PROBLEM TO WORK ON – Please change every "keypoint" in the items below to "marker" and write the items out again with nothing else altered. Leave the pictures out.

THE INPUT –
** BEGIN **
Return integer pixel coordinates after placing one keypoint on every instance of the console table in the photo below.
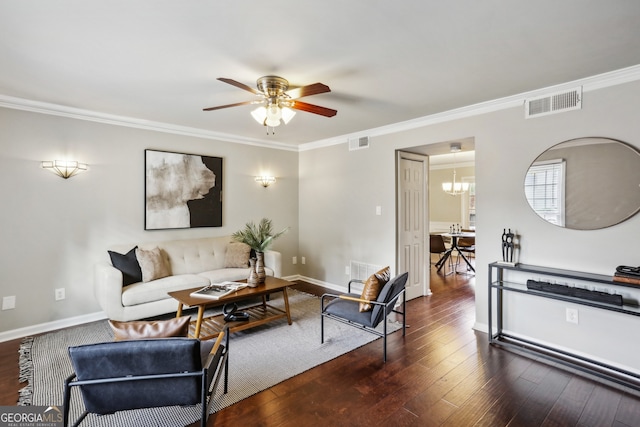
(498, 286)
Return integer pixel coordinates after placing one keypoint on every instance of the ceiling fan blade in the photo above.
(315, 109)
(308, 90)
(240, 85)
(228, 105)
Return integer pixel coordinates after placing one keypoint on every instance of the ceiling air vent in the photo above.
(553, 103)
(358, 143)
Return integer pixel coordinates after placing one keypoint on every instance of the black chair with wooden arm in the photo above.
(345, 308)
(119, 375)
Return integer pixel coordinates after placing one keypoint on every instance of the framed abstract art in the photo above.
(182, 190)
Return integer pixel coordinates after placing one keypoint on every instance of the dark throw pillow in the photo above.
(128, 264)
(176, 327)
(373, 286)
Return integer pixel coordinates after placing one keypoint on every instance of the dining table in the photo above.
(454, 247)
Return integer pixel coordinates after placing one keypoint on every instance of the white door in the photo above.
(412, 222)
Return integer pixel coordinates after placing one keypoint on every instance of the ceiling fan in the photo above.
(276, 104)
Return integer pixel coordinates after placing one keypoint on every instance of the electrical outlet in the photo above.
** END **
EXERCISE SOLUTION –
Return integer pixel coordinates after placing one marker on every instance of the console table in the photo below.
(498, 286)
Return integer pixel coordinates after placing one marker on every instance of the ceiling fan blade in the photo above.
(315, 109)
(308, 90)
(240, 85)
(228, 105)
Return integer pixel coordinates after placing one marker on every instance of the ceiling air vent in the photo above.
(553, 103)
(358, 143)
Return integer pixel coordinates after placing one marker on every instance of the black chair with wooden arm in the photo above.
(345, 308)
(119, 375)
Return integer pixel coordinates after placing one marker on every instance of the framed abstract art in the photo above.
(182, 190)
Return integer pixel coordinates after placing one marker on every instance of the dark throw pillow in the photo above.
(128, 264)
(176, 327)
(373, 286)
Return integer pixel coordinates after placing one marker on every instance of the dining table in the photo above.
(454, 247)
Return integer pixel coordinates after placing one marker on every instance of the white door in the photo above.
(412, 222)
Return integer pixel coordinates after placing one marker on every instance of the ceiling fan in the photo above.
(276, 104)
Return integer pixel coordinates after placing one marker on every instance of the electrical outlet in the photo above.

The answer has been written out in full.